Objetivo del ejercicio:
¿Puedes copiar todo, desde la línea que contiene "Can you find the national" hasta la que contiene "[[399, 144]]", ambas incluidas, renombrando "carpet" como "rug" y dejando lo demás intacto?

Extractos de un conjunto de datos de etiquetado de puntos
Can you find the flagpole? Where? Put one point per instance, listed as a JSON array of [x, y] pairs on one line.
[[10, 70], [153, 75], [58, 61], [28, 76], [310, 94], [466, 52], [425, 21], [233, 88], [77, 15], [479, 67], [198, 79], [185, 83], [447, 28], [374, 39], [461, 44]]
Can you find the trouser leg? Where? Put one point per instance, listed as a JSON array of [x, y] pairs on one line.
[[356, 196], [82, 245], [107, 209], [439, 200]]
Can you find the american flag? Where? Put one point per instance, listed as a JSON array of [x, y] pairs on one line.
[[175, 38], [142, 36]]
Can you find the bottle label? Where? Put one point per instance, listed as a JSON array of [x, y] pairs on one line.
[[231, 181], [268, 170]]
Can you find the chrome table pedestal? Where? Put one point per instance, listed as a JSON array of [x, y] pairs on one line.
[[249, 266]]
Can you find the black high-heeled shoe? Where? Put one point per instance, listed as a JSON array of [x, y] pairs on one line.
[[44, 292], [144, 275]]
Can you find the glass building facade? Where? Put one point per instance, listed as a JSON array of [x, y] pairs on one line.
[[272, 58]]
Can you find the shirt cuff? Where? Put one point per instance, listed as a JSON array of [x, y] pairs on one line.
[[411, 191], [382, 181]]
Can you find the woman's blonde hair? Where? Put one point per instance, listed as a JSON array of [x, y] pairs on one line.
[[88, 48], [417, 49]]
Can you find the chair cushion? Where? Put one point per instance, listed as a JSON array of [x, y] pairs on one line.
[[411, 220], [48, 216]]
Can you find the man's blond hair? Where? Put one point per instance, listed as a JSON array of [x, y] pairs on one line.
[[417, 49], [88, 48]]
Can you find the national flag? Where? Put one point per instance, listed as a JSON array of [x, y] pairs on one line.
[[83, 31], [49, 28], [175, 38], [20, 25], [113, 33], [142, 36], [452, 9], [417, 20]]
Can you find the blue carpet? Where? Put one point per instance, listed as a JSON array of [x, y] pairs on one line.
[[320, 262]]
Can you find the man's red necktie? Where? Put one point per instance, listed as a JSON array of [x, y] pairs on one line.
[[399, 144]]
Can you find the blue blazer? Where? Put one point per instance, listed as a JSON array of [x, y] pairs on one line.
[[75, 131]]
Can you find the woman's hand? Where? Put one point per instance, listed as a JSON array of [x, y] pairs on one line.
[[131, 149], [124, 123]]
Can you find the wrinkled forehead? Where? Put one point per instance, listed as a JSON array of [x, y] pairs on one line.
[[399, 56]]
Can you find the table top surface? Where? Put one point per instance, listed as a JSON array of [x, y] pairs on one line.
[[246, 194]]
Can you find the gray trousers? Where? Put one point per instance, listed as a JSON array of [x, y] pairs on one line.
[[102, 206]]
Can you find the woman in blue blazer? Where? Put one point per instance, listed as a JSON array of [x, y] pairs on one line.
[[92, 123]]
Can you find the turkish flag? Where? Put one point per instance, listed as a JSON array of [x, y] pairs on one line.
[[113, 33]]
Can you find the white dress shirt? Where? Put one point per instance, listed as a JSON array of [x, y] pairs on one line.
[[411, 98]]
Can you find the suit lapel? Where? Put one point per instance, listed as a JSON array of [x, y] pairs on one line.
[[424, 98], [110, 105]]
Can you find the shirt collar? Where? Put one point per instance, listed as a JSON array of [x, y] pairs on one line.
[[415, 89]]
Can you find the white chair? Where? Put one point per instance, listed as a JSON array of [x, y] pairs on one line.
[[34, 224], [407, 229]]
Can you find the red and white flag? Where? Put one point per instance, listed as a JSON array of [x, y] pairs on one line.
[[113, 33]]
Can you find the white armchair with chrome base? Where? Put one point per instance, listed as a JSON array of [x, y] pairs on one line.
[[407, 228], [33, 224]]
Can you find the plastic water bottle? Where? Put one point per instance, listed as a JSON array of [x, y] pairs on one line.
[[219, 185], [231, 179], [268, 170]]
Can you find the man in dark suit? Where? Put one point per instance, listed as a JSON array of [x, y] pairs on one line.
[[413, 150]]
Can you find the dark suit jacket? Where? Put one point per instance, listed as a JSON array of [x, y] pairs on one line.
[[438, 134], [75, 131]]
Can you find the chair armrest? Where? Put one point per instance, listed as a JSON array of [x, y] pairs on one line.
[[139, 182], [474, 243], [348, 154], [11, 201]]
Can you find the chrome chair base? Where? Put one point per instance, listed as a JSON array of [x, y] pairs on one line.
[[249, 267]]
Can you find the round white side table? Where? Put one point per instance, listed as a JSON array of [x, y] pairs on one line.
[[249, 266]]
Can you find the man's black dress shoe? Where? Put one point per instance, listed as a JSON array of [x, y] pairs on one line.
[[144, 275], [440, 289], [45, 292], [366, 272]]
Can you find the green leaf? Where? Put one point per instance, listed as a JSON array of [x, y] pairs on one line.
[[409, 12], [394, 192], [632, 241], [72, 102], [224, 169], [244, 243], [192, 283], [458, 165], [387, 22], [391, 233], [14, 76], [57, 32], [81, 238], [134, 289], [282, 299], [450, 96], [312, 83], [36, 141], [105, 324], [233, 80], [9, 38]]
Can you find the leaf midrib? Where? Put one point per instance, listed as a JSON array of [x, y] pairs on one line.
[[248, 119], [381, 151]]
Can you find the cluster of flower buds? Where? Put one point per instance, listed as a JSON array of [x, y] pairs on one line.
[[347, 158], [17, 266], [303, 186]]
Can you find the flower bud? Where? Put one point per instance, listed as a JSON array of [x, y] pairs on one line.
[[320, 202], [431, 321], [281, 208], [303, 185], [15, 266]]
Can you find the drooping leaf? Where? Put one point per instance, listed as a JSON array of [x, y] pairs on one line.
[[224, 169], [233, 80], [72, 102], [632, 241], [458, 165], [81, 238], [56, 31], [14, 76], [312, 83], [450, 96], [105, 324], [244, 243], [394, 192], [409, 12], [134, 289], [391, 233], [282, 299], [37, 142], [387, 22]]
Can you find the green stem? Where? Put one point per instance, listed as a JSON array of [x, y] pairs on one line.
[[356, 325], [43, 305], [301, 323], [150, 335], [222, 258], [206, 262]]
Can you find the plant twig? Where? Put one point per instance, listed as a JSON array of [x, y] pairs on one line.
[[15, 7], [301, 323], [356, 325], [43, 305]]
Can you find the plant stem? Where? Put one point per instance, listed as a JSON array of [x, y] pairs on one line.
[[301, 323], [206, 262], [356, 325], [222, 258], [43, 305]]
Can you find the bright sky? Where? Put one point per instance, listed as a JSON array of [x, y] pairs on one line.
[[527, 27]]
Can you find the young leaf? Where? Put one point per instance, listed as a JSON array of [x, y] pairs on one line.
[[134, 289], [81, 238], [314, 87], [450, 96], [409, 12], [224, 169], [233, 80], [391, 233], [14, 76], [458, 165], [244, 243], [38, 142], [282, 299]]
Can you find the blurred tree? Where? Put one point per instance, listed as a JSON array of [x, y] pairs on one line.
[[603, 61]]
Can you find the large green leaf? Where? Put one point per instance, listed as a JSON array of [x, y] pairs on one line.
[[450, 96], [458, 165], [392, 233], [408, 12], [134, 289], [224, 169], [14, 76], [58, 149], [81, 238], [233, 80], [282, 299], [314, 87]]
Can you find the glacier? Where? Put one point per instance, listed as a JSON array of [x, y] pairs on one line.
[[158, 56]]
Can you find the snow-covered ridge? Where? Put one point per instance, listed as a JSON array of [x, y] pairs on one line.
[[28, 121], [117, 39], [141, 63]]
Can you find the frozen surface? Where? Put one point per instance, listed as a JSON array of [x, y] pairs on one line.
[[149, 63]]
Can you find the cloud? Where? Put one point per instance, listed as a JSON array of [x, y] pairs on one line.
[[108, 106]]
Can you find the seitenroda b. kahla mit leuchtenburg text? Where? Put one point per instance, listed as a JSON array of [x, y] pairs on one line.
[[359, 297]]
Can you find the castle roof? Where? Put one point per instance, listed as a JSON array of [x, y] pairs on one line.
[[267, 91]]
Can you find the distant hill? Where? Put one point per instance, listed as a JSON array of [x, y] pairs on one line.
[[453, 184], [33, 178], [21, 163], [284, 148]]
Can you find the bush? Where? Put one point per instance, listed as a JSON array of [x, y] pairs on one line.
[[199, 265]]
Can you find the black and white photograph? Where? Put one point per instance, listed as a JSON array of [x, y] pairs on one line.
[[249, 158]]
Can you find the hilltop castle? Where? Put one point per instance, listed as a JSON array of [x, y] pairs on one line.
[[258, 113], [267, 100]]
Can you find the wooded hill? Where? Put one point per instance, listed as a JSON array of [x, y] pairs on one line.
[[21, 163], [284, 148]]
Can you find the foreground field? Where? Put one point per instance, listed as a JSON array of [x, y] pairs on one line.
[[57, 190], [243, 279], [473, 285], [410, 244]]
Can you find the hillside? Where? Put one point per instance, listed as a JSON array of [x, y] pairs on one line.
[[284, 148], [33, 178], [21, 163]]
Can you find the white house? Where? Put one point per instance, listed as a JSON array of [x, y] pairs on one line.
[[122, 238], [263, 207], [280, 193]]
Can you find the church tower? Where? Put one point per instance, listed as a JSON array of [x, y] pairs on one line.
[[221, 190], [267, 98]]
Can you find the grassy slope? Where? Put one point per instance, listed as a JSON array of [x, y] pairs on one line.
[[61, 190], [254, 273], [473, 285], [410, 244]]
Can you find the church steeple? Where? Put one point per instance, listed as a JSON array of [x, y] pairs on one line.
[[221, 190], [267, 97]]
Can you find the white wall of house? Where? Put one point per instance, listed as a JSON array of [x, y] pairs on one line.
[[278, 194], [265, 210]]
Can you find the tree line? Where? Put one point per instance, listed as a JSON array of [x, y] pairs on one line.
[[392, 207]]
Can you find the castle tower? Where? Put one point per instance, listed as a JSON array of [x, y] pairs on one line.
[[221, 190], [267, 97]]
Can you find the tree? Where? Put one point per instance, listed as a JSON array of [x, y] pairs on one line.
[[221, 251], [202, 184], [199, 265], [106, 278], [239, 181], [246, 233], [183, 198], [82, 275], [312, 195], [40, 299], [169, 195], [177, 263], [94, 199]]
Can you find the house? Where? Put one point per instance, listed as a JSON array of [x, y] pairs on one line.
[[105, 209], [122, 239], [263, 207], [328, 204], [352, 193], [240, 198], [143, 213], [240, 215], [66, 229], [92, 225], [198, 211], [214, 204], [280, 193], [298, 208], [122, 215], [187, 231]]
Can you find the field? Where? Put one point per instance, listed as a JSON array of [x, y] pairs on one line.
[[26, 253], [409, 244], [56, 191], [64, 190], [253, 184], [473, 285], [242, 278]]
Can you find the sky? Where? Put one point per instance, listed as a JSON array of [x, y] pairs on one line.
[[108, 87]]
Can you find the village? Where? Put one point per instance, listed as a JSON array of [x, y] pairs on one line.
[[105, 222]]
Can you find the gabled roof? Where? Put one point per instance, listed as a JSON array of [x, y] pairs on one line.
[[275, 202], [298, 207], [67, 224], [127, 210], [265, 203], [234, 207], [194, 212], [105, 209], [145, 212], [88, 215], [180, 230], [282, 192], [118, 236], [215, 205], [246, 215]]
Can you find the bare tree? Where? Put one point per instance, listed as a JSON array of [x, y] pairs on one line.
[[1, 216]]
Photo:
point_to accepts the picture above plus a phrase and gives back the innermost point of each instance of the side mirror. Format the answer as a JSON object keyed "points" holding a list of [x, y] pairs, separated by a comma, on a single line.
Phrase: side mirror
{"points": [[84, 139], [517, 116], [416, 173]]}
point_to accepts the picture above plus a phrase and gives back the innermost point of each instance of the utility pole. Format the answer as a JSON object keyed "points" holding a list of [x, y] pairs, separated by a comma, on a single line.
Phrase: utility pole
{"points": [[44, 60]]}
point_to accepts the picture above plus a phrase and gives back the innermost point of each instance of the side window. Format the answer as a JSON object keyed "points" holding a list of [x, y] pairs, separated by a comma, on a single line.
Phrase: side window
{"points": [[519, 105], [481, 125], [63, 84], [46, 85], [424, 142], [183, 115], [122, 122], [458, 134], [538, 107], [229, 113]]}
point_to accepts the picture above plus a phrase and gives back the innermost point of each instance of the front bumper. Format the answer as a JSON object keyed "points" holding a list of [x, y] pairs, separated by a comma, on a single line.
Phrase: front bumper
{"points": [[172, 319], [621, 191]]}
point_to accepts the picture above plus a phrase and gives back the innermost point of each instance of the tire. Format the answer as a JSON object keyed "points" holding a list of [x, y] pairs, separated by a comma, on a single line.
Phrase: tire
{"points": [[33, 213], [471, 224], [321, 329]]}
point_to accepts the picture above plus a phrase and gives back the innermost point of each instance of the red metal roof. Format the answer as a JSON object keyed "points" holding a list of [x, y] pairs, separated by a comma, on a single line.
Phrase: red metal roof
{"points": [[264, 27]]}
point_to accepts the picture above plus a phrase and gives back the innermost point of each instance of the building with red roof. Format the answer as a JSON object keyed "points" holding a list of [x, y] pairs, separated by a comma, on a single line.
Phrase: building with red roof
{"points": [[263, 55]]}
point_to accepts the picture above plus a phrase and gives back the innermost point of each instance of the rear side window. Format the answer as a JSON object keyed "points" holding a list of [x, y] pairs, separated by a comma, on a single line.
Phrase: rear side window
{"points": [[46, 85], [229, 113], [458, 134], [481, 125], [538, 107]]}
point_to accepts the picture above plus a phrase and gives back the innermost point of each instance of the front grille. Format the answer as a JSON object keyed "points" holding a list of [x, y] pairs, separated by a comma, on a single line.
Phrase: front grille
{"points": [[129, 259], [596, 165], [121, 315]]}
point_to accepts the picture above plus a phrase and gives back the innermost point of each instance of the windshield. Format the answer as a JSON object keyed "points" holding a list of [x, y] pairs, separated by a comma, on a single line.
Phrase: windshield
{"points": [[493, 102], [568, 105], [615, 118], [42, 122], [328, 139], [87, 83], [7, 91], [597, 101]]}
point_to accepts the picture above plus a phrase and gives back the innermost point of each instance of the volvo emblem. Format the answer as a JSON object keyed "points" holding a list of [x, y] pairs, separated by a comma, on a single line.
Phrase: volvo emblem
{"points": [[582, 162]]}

Resultado de la tarea:
Can you find the national flag? Where? Put one point per instance, listed as a JSON array of [x, y] pairs on one line.
[[83, 31], [49, 28], [175, 38], [20, 25], [113, 33], [142, 36], [452, 9], [417, 20]]
Can you find the blue rug? Where? Put one point per instance, listed as a JSON array of [x, y] pairs on one line.
[[320, 262]]
Can you find the man's red necktie? Where? Put one point per instance, listed as a JSON array of [x, y] pairs on one line.
[[399, 144]]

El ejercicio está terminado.